_Task to carry out_
Every line between the top of the data below and the line with "Target: bald man", both ends included, must be retyped exactly.

_Natural-language object grounding data_
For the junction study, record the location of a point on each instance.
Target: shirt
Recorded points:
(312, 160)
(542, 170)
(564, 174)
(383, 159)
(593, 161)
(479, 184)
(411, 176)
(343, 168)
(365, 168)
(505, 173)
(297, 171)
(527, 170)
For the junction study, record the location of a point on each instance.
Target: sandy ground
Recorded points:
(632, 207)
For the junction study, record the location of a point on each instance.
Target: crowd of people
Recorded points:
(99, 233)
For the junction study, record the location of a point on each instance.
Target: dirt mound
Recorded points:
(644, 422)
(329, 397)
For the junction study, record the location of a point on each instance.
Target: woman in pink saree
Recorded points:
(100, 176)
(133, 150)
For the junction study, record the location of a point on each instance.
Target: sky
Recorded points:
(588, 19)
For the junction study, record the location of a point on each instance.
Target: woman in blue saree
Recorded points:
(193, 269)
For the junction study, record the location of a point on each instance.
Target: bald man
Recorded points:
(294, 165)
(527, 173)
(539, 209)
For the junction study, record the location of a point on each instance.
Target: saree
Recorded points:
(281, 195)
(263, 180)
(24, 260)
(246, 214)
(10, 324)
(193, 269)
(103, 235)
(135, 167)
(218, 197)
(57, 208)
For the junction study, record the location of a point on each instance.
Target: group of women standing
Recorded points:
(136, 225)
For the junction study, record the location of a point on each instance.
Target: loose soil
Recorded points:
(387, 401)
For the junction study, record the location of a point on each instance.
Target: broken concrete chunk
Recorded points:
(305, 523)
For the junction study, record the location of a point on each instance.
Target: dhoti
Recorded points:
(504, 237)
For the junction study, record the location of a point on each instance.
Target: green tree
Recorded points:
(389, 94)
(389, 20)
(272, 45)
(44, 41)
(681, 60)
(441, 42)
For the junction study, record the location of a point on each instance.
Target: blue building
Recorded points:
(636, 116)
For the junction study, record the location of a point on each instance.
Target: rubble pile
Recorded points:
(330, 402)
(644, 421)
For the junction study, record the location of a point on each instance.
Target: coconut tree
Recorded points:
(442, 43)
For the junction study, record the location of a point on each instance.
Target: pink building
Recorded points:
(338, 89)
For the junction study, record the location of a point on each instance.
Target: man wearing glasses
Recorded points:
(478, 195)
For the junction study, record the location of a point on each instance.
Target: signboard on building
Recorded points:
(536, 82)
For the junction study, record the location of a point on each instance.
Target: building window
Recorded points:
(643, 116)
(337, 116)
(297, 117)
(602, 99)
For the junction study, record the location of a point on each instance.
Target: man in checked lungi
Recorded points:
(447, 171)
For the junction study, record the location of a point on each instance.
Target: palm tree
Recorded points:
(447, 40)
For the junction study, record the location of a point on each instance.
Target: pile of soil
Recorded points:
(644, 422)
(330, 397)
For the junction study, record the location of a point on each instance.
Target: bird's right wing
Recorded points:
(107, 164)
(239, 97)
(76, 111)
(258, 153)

_Expected answer_
For the junction study, record the location of a point on each instance.
Target: shirt
Recorded points:
(312, 160)
(542, 170)
(564, 174)
(383, 159)
(593, 161)
(479, 184)
(411, 176)
(343, 168)
(365, 168)
(505, 173)
(297, 171)
(527, 170)
For the junction study, record the location of a point on each instance.
Target: sandy ground
Recorded points:
(632, 207)
For the junction study, record the location of a point on each instance.
Target: crowd of people
Recorded points:
(99, 233)
For the junction study, record the location of a point on each instance.
Target: dirt mound
Recorded points:
(644, 422)
(329, 397)
For the junction study, record the location of a point on each instance.
Target: woman in pink saree
Recorded points:
(100, 176)
(133, 150)
For the junction study, record the location of a point on each instance.
Target: sky
Recorded points:
(588, 19)
For the junction study, record the location of a point on each instance.
Target: woman in blue saree
Recorded points:
(193, 269)
For the junction study, record the location of a point on each instance.
Target: bald man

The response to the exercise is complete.